Continue the essay about writing music and visiting a hospice patient, picking up right after its final sentence.

Exercise text:
● ● ● ●
For a good chunk of the fall semester, I spent late nights either hunched over a piano or sitting at my computer frantically writing music on a page. And often, that music stays buried in some folder on my laptop for years before I finally decide to delete it. My most recent piece, Dances from a White Wicker Drawer stemmed from random ideas I had not yet decided to throw out. For the most part, these melodies were just notes on a page, and it took months for them to take on a bigger meaning in a process that hit me almost instantaneously.
As a hospice volunteer, I had been visiting a patient named Alice (changed for privacy reasons) for a few months. She had late-stage dementia, so most of our conversations were limited. I reintroduced myself every time I visited—it felt like I was meeting a different version of her every week and after several visits, I still really didn’t know her. I was told that her family kept letters and pictures from her life in a white wicker drawer beside her bed, and one day my coordinator encouraged me to look at pictures with her in the hope that we could have a meaningful conversation. Her entire life was in that drawer—pictures of her and her family, letters she wrote to her son while she kept up the family business, pictures of her family’s farm and more. As we looked at pictures, I tried so hard to get a response for her. After 30 minutes of trying it finally happened.
● ● ● ●
Data to examine:
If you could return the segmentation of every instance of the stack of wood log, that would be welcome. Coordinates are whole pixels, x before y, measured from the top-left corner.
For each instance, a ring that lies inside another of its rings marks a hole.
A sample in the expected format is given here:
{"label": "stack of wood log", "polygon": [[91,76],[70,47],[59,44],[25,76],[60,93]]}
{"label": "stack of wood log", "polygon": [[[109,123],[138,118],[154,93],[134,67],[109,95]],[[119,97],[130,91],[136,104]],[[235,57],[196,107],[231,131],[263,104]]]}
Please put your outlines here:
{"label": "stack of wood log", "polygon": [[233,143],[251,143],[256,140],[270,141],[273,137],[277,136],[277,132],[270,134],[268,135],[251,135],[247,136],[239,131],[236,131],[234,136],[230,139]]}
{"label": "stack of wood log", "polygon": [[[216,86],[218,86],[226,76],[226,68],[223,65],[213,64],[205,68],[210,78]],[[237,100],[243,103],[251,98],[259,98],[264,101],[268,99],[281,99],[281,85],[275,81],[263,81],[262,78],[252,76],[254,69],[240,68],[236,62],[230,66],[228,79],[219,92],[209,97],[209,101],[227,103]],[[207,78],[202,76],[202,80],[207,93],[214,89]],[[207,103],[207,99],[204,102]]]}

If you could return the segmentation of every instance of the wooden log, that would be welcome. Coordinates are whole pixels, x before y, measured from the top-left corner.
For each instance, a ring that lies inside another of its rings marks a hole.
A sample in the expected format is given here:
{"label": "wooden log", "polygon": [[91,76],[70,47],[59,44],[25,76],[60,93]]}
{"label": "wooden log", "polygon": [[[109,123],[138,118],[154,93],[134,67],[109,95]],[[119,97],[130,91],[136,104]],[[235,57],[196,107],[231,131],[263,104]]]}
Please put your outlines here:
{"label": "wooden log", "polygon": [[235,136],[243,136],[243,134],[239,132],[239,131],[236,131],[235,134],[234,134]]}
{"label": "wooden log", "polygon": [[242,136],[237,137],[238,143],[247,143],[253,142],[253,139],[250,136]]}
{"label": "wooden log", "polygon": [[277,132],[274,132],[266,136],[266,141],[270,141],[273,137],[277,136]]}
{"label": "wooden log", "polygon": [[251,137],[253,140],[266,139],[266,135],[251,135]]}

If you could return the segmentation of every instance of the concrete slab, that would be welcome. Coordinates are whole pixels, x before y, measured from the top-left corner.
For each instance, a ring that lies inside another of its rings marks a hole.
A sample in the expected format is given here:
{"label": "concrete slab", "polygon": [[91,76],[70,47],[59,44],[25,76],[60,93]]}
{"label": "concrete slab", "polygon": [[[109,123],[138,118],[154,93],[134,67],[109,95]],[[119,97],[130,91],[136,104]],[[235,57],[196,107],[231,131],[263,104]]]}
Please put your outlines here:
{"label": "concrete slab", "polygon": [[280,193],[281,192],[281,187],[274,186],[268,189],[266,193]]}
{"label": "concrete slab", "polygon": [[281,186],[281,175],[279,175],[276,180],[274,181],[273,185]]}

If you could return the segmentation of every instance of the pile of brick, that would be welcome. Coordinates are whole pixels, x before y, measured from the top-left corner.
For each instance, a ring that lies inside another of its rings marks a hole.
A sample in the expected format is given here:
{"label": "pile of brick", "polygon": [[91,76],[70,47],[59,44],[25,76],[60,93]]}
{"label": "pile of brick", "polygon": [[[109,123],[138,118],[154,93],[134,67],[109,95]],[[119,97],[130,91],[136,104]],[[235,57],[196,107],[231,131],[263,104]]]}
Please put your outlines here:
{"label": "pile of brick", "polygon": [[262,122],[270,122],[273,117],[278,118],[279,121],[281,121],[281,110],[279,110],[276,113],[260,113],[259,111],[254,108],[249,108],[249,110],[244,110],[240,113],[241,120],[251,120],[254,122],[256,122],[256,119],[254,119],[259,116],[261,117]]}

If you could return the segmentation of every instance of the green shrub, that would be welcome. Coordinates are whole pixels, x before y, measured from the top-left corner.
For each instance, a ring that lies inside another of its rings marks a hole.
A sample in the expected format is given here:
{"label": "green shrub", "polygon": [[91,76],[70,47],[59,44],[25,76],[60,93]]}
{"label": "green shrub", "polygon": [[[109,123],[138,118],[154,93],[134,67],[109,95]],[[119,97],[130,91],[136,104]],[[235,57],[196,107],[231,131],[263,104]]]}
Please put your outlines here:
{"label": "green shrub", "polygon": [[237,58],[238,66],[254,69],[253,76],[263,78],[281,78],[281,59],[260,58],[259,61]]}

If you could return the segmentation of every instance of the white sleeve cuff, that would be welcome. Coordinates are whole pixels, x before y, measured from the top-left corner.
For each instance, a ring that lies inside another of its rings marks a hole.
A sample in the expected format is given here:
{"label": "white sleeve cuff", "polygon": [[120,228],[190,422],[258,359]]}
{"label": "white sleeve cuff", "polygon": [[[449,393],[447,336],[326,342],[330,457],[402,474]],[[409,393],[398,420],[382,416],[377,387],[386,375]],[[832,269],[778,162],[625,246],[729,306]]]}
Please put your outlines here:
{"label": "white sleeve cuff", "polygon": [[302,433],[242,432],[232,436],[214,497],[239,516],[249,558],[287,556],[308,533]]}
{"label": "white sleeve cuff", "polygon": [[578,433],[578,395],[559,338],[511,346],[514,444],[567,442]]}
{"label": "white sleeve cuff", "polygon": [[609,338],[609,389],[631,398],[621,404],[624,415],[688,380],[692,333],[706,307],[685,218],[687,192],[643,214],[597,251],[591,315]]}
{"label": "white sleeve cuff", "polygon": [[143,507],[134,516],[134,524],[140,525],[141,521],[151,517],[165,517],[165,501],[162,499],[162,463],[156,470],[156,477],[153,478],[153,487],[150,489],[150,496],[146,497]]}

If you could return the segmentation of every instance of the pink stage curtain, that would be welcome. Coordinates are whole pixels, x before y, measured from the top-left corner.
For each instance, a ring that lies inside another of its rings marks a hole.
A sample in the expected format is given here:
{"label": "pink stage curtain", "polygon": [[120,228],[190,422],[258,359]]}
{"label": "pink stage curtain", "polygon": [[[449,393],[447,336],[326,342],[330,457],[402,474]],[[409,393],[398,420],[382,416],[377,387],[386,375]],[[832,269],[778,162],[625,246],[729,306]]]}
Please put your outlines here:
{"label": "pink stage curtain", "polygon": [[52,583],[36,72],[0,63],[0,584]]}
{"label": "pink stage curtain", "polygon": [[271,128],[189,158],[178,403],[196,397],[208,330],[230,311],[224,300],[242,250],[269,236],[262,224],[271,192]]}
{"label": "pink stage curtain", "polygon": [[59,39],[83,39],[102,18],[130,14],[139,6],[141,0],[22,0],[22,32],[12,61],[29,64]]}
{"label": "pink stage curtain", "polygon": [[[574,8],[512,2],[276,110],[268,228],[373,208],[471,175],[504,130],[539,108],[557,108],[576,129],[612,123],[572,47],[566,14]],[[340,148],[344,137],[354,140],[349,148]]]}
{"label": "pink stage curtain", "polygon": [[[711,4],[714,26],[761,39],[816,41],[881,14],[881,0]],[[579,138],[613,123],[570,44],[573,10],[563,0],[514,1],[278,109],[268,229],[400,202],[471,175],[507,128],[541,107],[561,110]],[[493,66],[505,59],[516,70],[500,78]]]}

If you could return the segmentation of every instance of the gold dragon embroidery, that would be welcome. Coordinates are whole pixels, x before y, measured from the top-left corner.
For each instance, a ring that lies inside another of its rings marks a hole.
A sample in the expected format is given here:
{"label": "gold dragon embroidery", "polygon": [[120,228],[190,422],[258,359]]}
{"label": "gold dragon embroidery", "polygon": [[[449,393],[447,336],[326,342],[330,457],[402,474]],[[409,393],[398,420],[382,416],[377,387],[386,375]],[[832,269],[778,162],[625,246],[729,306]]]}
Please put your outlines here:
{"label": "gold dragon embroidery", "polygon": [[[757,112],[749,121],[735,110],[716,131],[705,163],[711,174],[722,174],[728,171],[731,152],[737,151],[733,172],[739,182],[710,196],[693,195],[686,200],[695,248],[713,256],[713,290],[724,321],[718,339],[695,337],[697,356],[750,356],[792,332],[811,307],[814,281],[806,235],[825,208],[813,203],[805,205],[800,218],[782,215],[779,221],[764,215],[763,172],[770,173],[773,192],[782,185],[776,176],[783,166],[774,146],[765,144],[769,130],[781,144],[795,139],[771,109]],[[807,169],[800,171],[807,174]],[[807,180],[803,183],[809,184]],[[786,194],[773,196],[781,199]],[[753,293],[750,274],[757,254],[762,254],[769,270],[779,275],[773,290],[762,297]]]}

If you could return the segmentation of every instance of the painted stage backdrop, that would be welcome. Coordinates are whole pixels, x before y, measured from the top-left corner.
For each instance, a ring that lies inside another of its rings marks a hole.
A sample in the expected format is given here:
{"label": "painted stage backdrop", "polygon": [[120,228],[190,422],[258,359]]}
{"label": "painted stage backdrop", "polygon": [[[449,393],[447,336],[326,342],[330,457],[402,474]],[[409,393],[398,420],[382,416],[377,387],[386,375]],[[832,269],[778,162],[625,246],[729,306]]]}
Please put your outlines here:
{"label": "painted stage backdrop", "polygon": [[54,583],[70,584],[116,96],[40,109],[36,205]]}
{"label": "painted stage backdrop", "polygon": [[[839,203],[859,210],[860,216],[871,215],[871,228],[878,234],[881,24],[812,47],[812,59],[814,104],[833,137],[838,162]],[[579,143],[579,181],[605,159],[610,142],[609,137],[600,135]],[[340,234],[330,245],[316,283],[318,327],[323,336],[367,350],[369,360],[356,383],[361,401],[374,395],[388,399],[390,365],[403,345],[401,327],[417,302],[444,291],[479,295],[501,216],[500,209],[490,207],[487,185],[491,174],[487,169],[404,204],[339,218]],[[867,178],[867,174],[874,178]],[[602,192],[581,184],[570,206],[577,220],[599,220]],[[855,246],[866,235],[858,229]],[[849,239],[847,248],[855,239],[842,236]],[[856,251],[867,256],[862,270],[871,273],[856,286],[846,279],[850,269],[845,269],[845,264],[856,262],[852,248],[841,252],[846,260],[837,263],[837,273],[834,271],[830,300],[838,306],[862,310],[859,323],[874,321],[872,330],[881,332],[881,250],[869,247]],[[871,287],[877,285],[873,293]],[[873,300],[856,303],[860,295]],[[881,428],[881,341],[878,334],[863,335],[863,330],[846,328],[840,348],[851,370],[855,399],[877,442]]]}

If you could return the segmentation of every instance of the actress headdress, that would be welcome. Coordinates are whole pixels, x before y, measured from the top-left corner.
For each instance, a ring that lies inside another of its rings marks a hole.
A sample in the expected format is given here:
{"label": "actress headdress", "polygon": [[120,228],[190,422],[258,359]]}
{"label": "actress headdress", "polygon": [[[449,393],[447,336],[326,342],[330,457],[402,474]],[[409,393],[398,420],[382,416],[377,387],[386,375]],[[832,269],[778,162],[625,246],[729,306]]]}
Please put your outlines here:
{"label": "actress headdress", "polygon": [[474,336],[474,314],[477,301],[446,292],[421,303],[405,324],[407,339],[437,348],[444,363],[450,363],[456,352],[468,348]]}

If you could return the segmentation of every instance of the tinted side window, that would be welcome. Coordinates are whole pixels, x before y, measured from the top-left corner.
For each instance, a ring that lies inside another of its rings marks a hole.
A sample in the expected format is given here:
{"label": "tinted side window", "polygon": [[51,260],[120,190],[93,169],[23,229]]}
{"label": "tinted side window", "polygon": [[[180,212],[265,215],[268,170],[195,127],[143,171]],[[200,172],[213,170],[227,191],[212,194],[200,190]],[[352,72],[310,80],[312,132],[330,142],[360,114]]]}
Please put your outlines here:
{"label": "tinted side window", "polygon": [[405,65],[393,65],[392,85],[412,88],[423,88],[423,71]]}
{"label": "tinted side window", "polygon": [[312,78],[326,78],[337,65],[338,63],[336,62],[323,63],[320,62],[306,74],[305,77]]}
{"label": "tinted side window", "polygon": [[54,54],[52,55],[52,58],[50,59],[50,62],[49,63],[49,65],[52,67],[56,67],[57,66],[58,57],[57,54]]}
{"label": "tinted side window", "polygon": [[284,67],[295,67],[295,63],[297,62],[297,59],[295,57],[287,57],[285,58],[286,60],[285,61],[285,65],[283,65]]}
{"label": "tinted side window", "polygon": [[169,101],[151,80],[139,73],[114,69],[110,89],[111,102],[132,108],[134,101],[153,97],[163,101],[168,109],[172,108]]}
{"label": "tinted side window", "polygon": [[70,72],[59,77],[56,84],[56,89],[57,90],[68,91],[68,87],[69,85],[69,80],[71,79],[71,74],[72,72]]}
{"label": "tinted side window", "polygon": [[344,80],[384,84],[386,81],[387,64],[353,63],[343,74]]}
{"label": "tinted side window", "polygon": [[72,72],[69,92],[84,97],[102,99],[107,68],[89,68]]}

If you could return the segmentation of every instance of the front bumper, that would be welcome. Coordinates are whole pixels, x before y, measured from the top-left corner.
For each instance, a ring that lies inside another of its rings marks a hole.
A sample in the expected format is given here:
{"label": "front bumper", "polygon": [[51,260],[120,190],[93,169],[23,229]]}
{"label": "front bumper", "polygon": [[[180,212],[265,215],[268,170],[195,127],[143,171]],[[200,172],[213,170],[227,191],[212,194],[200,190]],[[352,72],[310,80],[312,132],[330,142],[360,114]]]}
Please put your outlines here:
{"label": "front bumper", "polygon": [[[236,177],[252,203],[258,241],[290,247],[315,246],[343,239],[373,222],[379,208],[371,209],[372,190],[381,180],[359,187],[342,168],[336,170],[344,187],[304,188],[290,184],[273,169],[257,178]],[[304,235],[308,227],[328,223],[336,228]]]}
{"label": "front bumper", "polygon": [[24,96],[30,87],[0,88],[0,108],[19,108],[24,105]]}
● ● ● ●
Task output:
I showed her a picture of a newlywed couple. Immediately, her eyes opened wider and she broke into an unforgettable smile. “That’s my son!”, she whispered. I could sense the excitement in her voice, and I eagerly urged her to tell me more. We had a short conversation about her son’s wedding, and in about three minutes she receded back into that lonely, blank stare I knew too well. Apparently, these episodes of remembering are quite common among dementia patients, but physiologically I’m not sure why they occur.
When I saw her smile, I realized that this piece that I was writing—merely notes on a page—could be a tribute to that special moment I shared with Alice. Armed with that insight, I wrote the piece in a frenzy, dedicating each melodic idea to an aspect of her life that I desperately wanted to know more about. By the end of the semester, it sat collecting digital dust in my composition folder.
In early January, I visited Alice for the last time. Just hours after I saw her, I got word that she had passed away—I realized that with her passing, all of the memories that she held onto for dear life had disappeared. That was hard—she was one of the first patients I had lost, and I never got to hear her whole story.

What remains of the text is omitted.